Reproduce each of the following records verbatim, preserving every line as it appears.
====== Entries shown
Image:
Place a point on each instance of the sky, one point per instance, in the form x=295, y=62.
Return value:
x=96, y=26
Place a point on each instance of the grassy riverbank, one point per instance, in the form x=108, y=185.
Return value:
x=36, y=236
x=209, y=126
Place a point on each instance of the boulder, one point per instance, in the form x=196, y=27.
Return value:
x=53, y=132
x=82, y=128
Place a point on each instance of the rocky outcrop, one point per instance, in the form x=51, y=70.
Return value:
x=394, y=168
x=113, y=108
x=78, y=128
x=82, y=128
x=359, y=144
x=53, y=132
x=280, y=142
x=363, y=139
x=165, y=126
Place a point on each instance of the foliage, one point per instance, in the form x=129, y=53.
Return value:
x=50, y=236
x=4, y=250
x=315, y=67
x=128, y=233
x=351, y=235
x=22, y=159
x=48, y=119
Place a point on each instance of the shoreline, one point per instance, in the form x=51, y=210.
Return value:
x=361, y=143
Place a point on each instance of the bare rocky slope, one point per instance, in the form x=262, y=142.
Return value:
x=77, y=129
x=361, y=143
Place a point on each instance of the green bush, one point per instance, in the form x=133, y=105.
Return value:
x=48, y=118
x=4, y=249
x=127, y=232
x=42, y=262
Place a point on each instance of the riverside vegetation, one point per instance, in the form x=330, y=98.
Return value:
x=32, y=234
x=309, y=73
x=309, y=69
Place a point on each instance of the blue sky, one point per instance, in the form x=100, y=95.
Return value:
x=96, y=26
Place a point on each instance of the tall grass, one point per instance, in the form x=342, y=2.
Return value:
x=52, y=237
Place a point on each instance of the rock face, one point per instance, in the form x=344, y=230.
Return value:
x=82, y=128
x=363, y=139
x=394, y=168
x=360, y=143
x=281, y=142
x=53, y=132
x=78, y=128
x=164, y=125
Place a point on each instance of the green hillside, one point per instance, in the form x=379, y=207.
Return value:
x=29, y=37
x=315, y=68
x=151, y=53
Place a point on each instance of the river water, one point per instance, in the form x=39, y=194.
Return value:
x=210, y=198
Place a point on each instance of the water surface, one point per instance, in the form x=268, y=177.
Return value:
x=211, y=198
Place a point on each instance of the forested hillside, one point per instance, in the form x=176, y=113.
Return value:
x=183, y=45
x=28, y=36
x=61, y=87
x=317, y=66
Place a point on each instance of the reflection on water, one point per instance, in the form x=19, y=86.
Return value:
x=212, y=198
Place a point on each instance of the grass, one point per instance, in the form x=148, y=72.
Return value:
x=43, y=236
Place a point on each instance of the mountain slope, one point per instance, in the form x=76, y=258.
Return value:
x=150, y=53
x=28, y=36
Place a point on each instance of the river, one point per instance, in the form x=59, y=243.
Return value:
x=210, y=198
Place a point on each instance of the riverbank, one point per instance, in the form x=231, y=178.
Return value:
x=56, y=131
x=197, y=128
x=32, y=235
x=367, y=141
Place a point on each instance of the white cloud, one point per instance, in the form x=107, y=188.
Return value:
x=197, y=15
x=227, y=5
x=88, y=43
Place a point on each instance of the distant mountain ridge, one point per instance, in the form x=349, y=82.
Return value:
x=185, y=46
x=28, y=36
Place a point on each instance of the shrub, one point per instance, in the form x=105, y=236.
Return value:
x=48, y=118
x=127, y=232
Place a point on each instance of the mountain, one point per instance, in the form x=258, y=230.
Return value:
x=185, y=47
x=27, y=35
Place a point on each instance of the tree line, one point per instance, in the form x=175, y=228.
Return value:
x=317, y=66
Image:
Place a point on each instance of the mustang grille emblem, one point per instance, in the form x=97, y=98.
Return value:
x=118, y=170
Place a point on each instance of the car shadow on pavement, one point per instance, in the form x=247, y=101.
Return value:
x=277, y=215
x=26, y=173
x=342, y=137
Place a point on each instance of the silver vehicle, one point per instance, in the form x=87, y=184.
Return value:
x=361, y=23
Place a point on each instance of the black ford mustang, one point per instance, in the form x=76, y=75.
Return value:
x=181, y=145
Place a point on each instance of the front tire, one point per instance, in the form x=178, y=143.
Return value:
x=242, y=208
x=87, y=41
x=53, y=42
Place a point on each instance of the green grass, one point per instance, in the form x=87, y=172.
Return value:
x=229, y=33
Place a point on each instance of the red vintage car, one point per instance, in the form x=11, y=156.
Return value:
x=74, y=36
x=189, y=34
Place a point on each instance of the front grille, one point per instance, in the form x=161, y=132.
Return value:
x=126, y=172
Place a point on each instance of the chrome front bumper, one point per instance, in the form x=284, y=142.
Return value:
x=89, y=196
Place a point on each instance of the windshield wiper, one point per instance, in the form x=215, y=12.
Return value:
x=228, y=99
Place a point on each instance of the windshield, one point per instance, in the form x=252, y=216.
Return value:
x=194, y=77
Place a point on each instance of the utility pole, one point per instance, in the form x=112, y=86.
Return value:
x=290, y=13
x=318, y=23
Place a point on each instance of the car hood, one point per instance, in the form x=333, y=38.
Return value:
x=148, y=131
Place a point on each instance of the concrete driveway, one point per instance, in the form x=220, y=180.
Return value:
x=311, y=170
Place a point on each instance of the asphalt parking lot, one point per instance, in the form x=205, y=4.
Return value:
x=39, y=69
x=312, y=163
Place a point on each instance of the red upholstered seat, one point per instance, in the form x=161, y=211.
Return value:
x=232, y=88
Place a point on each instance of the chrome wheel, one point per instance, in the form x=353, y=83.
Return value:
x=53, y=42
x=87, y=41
============
### [Answer for the task]
Image:
Place a point on each instance of the sky, one point per instance, in the form x=295, y=62.
Return value:
x=96, y=26
Place a point on each instance of the grassy riverbank, one point per instance, in the form x=108, y=185.
Return value:
x=36, y=236
x=209, y=126
Place a point on each instance of the boulder, one point per instance, in the form x=196, y=27.
Return value:
x=53, y=132
x=82, y=128
Place a point on each instance of the rocky outcrop, one point per instance, in the form x=51, y=70.
Return value:
x=394, y=168
x=113, y=108
x=78, y=128
x=82, y=128
x=359, y=144
x=53, y=132
x=280, y=142
x=363, y=139
x=165, y=126
Place a point on each instance of the foliage, one point per instance, in the form x=129, y=53.
Return value:
x=50, y=236
x=4, y=250
x=315, y=67
x=128, y=233
x=351, y=235
x=22, y=159
x=48, y=119
Place a point on each instance of the shoreline, one point per instance, in the form x=51, y=210.
Return value:
x=361, y=143
Place a point on each instance of the bare rocky slope, one point per instance, in the form x=262, y=142.
Return value:
x=77, y=129
x=361, y=143
Place a point on each instance of the green bush, one point per instance, in the form x=133, y=105.
Return value:
x=48, y=118
x=4, y=249
x=127, y=232
x=42, y=262
Place a point on each instance of the riverside vegetation, one point per instance, in the form x=330, y=98.
Return value:
x=32, y=234
x=309, y=73
x=309, y=69
Place a point on each instance of the blue sky, one point per instance, in the form x=100, y=95.
Return value:
x=96, y=26
Place a point on each instance of the tall grass, one point per instance, in the form x=342, y=2.
Return value:
x=52, y=237
Place a point on each instance of the rock face, one point per instance, in the form x=344, y=230.
Return value:
x=82, y=128
x=363, y=139
x=394, y=168
x=360, y=143
x=281, y=142
x=53, y=132
x=78, y=128
x=164, y=125
Place a point on each instance of the green hillside, one point per instance, in the form x=379, y=207.
Return value:
x=29, y=37
x=315, y=68
x=151, y=53
Place a point on each instance of the river water, one point per instance, in the form x=39, y=194.
Return value:
x=210, y=198
Place a point on each instance of the water surface, one point per instance, in the form x=268, y=177.
Return value:
x=211, y=198
Place a point on each instance of the forested hillside, one point per instance, in the form x=176, y=113.
Return value:
x=183, y=45
x=28, y=36
x=61, y=87
x=317, y=66
Place a point on each instance of the reflection on water, one point per instance, in the form x=19, y=86.
Return value:
x=212, y=198
Place a point on each instance of the grass, one point per instance, in the form x=148, y=72.
Return value:
x=43, y=236
Place a point on each instance of the mountain slope, one point per instance, in the form x=76, y=258.
Return value:
x=150, y=53
x=28, y=36
Place a point on each instance of the river, one point per instance, in the form x=59, y=243.
Return value:
x=210, y=198
Place a point on each instance of the riverbank, one point per instance, in the form x=231, y=178.
Return value:
x=56, y=131
x=197, y=128
x=32, y=235
x=367, y=141
Place a point on each instance of the white cloud, one point per instance, in the form x=107, y=188.
Return value:
x=197, y=15
x=227, y=5
x=88, y=43
Place a point on each instance of the distant mountain ridge, one point per instance, in the form x=349, y=82.
Return value:
x=185, y=46
x=28, y=36
Place a point on each instance of the shrub, one point per instance, in the form x=105, y=236.
Return value:
x=48, y=118
x=127, y=232
Place a point on each instance of the mountain, one point per instance, in the form x=258, y=230.
Return value:
x=185, y=47
x=27, y=35
Place a point on each instance of the tree line, one point per instance, in the form x=175, y=228.
Return value:
x=317, y=66
Image:
Place a point on each instance of the mustang grille emblem, one point per instance, in the form x=97, y=98.
Return value:
x=118, y=170
Place a point on each instance of the car shadow on pavement, one point per instance, in the form x=247, y=101.
Return value:
x=277, y=215
x=26, y=173
x=342, y=137
Place a point on each instance of the silver vehicle, one point per instance, in the form x=87, y=184.
Return value:
x=361, y=23
Place a point on each instance of the black ford mustang, one point per instance, in the form x=76, y=75.
Return value:
x=181, y=145
Place a point on each instance of the front tire, one point per instance, in the form x=178, y=143.
Return value:
x=242, y=208
x=87, y=41
x=53, y=42
Place a point on each instance of the green grass, one point per instance, in the form x=87, y=172.
Return value:
x=229, y=33
Place a point on each instance of the red vintage car, one point per instance, in the form x=11, y=156.
Return value:
x=74, y=36
x=189, y=34
Place a point on each instance of the front grille, one point per instance, in the form x=161, y=132.
Return value:
x=126, y=172
Place a point on each instance of the chrome front bumper, one point per instance, in the form x=284, y=142.
Return value:
x=89, y=196
Place a point on each instance of the windshield wiper, one point per instance, in the form x=215, y=12.
Return value:
x=228, y=99
Place a point on each instance of the windshield, one point per instance, in the form x=252, y=216.
Return value:
x=194, y=77
Place a point on each instance of the utility pole, one point per instance, in the form x=112, y=86.
Return value:
x=290, y=13
x=318, y=23
Place a point on each instance of the car hood, one point per instance, in the form x=333, y=38.
Return value:
x=148, y=131
Place a point on each instance of the concrete driveway, one point per instance, in the form x=220, y=180.
Return value:
x=311, y=170
Place a point on each instance of the asphalt parking lot, one point per instance, in the form x=205, y=4.
Return value:
x=39, y=69
x=312, y=163
Place a point on each instance of the red upholstered seat, one point per instance, in the form x=161, y=211.
Return value:
x=232, y=88
Place a point on each instance of the chrome wheel, one point per instance, in the form x=353, y=83.
Return value:
x=53, y=42
x=87, y=41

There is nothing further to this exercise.